■ Challenge: Copy out the stretch of entries from the line containing "The pointer SHOULD return, for each instance of the flower" through the line containing "[[335, 253]]", both included, word for word and nothing else.

■ Provided information:
>>>

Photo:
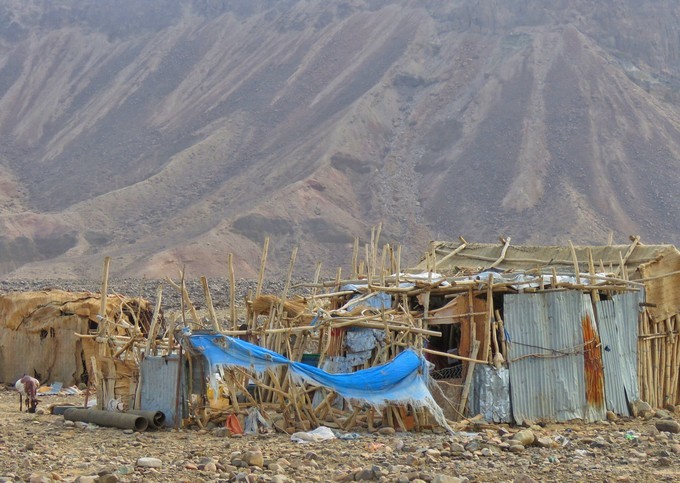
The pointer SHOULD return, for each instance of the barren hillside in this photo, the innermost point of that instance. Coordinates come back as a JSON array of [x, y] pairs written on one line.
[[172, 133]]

<<<
>>>

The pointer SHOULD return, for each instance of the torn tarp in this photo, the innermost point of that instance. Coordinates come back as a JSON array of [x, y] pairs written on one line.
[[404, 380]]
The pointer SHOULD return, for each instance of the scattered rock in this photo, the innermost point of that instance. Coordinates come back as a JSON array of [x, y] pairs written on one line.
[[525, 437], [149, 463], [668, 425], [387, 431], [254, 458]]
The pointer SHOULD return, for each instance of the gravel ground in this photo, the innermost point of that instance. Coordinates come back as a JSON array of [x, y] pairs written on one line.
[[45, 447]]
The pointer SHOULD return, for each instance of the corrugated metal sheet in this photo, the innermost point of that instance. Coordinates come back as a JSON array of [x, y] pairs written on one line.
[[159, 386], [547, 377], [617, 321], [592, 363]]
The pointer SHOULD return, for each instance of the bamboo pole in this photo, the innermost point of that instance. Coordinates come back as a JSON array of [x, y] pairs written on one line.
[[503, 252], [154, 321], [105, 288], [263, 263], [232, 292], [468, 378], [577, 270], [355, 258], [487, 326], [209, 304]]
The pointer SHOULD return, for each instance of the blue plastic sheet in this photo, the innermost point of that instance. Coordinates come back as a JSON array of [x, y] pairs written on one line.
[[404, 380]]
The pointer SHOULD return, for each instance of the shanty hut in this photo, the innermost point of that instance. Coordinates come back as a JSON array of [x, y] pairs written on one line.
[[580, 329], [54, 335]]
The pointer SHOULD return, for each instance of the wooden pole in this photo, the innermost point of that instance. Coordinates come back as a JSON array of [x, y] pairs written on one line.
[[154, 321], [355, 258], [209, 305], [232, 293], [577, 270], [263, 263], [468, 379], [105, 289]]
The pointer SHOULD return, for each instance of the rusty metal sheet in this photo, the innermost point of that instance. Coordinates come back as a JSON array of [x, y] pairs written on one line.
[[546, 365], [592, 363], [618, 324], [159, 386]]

<<<
>>>

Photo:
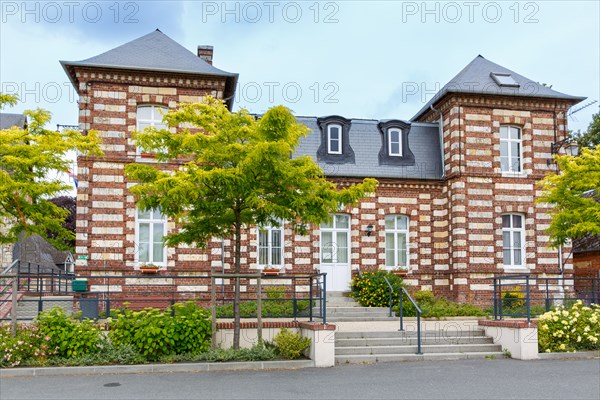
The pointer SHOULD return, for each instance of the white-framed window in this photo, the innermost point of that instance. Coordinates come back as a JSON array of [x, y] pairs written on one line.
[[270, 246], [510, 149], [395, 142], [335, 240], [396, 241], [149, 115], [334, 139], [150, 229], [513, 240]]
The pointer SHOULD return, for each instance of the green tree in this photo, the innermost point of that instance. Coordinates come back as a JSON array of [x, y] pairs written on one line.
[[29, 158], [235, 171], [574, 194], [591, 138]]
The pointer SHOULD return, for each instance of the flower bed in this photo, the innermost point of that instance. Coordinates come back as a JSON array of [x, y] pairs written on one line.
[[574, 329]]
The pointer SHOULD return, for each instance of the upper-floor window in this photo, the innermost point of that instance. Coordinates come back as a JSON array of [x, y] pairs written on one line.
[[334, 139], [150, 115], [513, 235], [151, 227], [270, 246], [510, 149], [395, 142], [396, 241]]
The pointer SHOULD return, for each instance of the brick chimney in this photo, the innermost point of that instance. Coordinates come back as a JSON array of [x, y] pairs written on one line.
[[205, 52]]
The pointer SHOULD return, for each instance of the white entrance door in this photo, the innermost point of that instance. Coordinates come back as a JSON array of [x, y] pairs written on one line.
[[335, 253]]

<<<

■ Solution to this task:
The pointer SHOULD return, for each instance of the flower bed in this photo, the innermost point of that instance. Coordinates come back as a JSON array of [x, y] pairs written on one line.
[[574, 329]]
The pointer SHOULD return, for each instance of the upper-floor window in this photo, the innermost point of that instance. Coordinates come back as a JSON array of [x, y] pairs written on one line.
[[334, 139], [150, 115], [513, 235], [151, 227], [270, 246], [510, 149], [395, 142], [396, 241]]
The pointer SHOULD return, for each instance of the brick chimney in this photo, the innermost point of that instance. Coordinates come back as a JSON array of [x, y] pairs written on one line.
[[205, 52]]
The pointer SHOULD return, for each instance of the white entrance door in this photo, the innermost point of that instance. Coordinates come back as a JSON array of [x, y] pairs written on one line.
[[335, 253]]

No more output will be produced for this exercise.